[Problem to solve]: List every variable that receives a value in the code lines of the comment below about RTG computation.

[Page excerpt]:
Differences in RTG computation between inference and training time

john-galt-10 commented 2 months ago

I'm working with the Decision Transformer implementation of this library.

The computation of the RTG seems to be inconsistent between training and inference time.

Inside the BasicTrajectorySlicer class (used @ training time) rewards to go for each step are computed as:

rewards = episode.rewards[start:end]

ret = np.sum(episode.rewards[start:])

all_returns_to_go = ret - np.cumsum(episode.rewards[start:], axis=0)

returns_to_go = all_returns_to_go[:actual_size].reshape((-1, 1))

Inside the StatefulTransformerWrapper the RTG for inference time is fixed at an initial value TARGET_RETURN and later decreased after receiving the reward for the previous step.

Let's suppose a training trajectory has received rewards like [ 1, 2, 3, 4, 5 ]. RTGs used at training time would turn out to be: [ 14, 12, 9, 5, 0 ]. If we see an identical trajectory at test time and choose TARGET_RETURN=15 (the total return of the aforementioned trajectory), we would like to see the same sequence of RTGs but we actually experience something different: at t=0 we would condition on the chosen target return 15, at t=1 we would decrease it to 14 and so on.

[Given material]:

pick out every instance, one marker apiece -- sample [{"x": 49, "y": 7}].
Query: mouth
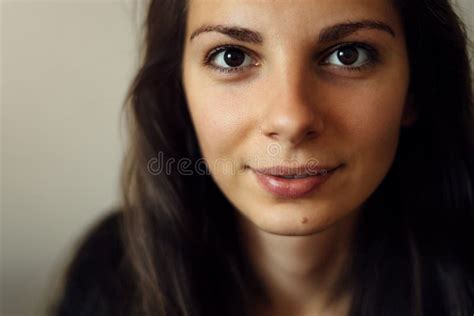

[Task result]: rewards, ret, all_returns_to_go, returns_to_go